In the entries below, count the lines that contain the string "worker" (case counts), and reply with that number only.

════════════════════

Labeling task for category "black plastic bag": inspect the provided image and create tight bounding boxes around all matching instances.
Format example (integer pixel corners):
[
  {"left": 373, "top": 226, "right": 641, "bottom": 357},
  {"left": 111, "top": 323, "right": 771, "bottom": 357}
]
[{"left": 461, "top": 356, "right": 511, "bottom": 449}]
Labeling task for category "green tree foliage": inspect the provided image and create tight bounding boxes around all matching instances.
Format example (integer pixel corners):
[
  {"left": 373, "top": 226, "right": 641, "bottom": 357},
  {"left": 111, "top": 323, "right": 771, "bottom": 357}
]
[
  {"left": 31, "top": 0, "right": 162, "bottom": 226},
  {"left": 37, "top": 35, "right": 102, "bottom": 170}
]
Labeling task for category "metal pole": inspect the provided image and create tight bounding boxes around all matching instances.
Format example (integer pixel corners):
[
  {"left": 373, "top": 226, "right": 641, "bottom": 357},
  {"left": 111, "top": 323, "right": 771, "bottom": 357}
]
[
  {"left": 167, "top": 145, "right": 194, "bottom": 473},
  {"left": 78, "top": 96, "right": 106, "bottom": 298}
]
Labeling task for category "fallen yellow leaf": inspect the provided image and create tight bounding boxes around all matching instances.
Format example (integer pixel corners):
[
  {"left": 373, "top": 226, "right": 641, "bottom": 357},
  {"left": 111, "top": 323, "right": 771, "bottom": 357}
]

════════════════════

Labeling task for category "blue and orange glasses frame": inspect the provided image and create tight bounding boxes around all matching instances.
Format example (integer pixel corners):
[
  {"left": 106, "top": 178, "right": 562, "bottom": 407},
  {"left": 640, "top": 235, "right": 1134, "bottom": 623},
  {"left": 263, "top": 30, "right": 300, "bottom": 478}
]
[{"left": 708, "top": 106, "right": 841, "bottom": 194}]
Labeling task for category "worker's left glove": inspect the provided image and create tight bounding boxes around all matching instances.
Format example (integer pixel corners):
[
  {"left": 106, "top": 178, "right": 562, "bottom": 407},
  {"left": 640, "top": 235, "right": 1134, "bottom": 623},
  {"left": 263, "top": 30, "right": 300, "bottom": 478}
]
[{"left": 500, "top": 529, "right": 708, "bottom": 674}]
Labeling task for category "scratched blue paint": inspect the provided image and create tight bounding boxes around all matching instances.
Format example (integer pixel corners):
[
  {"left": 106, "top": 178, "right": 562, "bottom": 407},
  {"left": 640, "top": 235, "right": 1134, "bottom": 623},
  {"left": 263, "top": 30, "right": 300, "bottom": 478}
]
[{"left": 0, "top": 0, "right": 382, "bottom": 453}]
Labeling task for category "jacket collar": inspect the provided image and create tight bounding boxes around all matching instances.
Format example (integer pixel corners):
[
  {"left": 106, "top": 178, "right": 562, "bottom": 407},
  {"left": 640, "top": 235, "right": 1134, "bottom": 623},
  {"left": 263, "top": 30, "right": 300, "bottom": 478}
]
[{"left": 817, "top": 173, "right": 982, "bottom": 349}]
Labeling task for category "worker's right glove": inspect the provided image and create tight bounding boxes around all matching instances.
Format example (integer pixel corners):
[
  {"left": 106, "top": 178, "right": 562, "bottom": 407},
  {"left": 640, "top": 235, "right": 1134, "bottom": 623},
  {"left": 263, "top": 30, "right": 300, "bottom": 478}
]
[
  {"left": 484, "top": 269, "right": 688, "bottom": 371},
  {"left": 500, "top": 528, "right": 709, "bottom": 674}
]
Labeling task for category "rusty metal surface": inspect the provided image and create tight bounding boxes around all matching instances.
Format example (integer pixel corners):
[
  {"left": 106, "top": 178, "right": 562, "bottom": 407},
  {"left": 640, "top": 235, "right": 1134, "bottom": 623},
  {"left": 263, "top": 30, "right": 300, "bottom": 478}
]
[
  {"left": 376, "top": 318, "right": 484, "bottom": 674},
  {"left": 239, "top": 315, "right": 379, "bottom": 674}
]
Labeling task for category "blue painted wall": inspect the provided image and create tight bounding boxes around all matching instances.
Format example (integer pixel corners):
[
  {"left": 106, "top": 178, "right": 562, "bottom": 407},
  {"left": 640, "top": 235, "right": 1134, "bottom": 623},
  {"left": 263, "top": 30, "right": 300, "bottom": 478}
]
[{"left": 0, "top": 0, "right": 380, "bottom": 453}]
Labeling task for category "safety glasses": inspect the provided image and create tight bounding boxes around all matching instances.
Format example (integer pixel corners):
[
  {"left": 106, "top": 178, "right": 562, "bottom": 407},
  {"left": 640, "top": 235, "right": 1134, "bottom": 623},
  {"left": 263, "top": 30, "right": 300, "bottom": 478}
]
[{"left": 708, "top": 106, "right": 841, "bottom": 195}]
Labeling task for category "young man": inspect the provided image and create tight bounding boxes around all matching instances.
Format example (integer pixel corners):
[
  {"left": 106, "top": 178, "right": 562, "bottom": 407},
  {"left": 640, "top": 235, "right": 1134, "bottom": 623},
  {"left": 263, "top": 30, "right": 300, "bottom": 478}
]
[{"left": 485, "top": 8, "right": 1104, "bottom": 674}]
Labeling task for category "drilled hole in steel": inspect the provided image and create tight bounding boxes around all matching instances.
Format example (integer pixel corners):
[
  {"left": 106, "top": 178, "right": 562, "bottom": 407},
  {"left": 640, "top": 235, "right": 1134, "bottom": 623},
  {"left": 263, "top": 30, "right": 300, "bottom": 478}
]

════════════════════

Answer to this task — 2